__Written problem__: Return the passage of the interview below word for word, beginning at the words "Q:  Could you" and stopping after "or adult titles?".

#### Source excerpt ####

Q:  Andrea, you also blog about motherhood at Calm and Confident Moms.  Can you tell us a little bit about what sort of topics you cover on your blog?

A:  The purpose of my blog is to share my insights into peaceful parenting. It was born out of a wish: to find reassurance and ease when I am struggling, to learn how to accept my mistakes and move forward. This is what I most need as I strive to give my children, and myself, the gift of peace and a happy day. My blog entries explore how we as mothers can create little moments of peace and a welcoming world for our children, how to tackle a big project as we would dressing in the morning: one button at a time, how to manage the moment just as it is because that is our life purpose, and having the humility and grace to drop the need to be right. As our culture becomes increasingly dependent on electronic gadgets and busy with myriad activities, it is my intention to encourage parents to slow down, and encourage a play-centered curriculum which of course includes reading and storytelling.

Q:  Could you share with us a few of the books that are currently on your nightstand (i.e. ones you are in the process of reading?)  Do you read mostly children's, YA or adult titles?

A:  I usually have three books going at once: a novel, an inspirational book, and a nonfiction book, usually historical about whatever era I am currently fascinated by. I just finished Room by Emma Donahue, a brilliantly crafted book told by a believable five year old narrator. I'm on page 65 of The Corrections by Jonathan Franzen. I missed this rich and quirky novel when it first published ten years ago. I am re-reading A New Earth by Eckhart Tolle, finding new inspiration to let go of ego and its illusions on every page. Instead of a history book, I am reading Yoga Journal, specifically an article about mastering the fine art of balance. I enjoy reading most genres but gravitate towards literary adult fiction.

Q:  What authors, particularly of children's books, have been a real inspiration to you?

A:  I learned while studying for my Creative Writing degree to read like a writer. When I read, I love to deconstruct the prose and learn from the masters how to craft snappy dialog, compelling settings, believable and lovable characters. My favorite writers to read and be entertained by are Isabel Allende, Laurie Halse Anderson, and Karen Hesse. I get happily lost in the story worlds and dramatic action that these authors create.

#### Raw data ####

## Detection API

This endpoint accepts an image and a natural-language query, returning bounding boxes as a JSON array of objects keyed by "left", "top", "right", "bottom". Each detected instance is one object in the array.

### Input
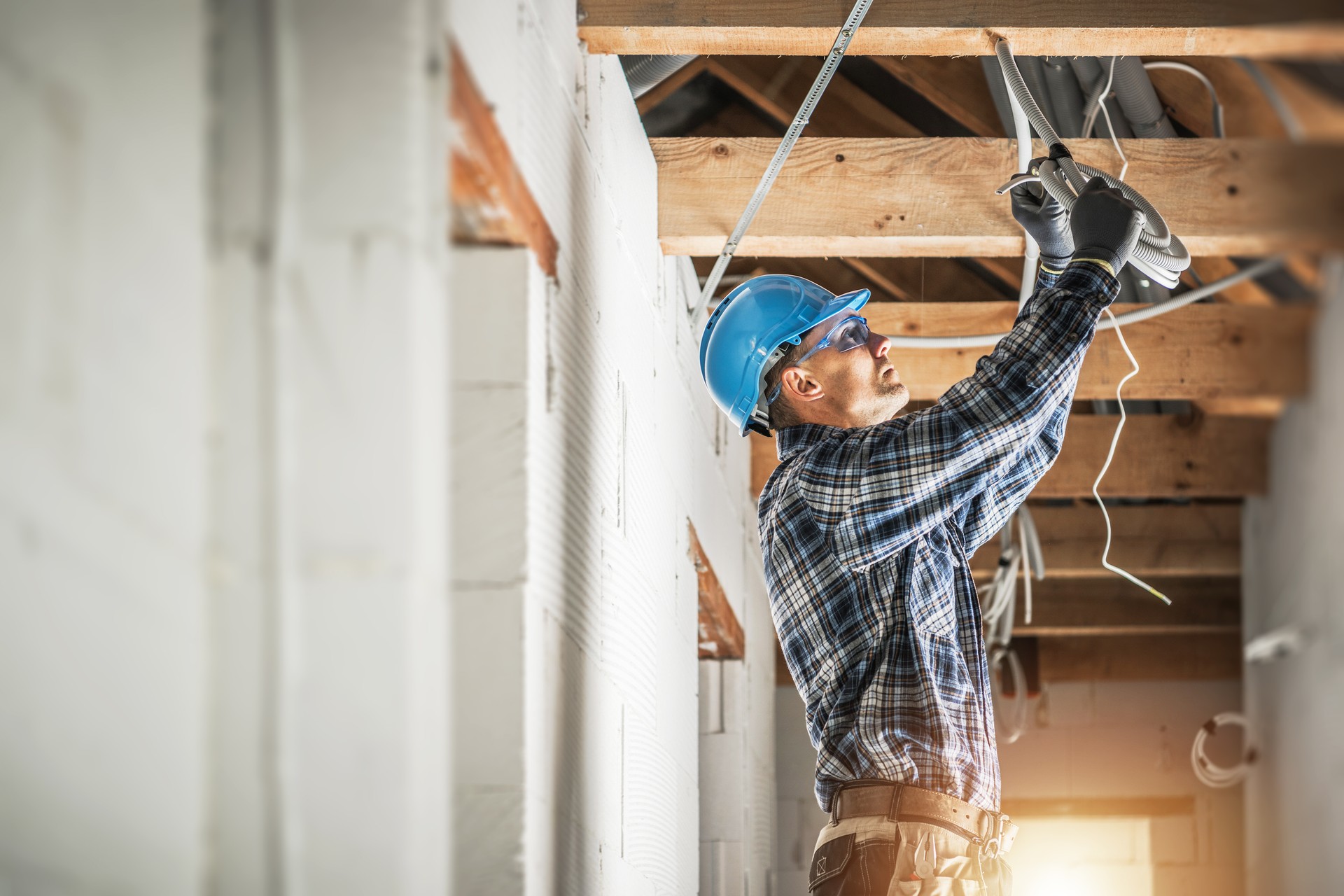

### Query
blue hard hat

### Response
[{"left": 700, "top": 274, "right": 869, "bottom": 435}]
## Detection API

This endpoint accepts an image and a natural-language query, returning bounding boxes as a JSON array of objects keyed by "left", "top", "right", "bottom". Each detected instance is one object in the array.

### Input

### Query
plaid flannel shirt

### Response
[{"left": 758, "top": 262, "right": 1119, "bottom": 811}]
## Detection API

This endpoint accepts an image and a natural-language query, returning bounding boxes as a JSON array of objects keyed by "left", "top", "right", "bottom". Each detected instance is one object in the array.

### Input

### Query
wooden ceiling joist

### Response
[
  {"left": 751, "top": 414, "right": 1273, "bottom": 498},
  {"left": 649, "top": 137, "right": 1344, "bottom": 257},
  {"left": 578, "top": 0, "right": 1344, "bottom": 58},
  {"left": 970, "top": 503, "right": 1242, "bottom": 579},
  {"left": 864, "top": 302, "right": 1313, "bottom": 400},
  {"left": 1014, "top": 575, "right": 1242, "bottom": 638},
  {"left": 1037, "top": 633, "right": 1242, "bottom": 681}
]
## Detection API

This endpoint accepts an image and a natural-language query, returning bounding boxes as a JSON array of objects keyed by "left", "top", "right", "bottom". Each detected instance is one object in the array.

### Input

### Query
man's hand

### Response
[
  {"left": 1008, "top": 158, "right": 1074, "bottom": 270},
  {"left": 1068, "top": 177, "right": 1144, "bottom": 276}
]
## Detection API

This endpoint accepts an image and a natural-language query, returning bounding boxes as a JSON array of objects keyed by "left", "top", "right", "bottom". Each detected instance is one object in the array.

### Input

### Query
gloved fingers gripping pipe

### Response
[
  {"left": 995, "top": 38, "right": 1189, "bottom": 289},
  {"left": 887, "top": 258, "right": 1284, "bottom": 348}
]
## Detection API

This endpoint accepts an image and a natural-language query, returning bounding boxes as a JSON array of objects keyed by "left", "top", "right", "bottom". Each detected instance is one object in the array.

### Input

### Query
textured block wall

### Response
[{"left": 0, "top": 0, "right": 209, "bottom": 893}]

####

__Result of the task__:
Q:  Could you share with us a few of the books that are currently on your nightstand (i.e. ones you are in the process of reading?)  Do you read mostly children's, YA or adult titles?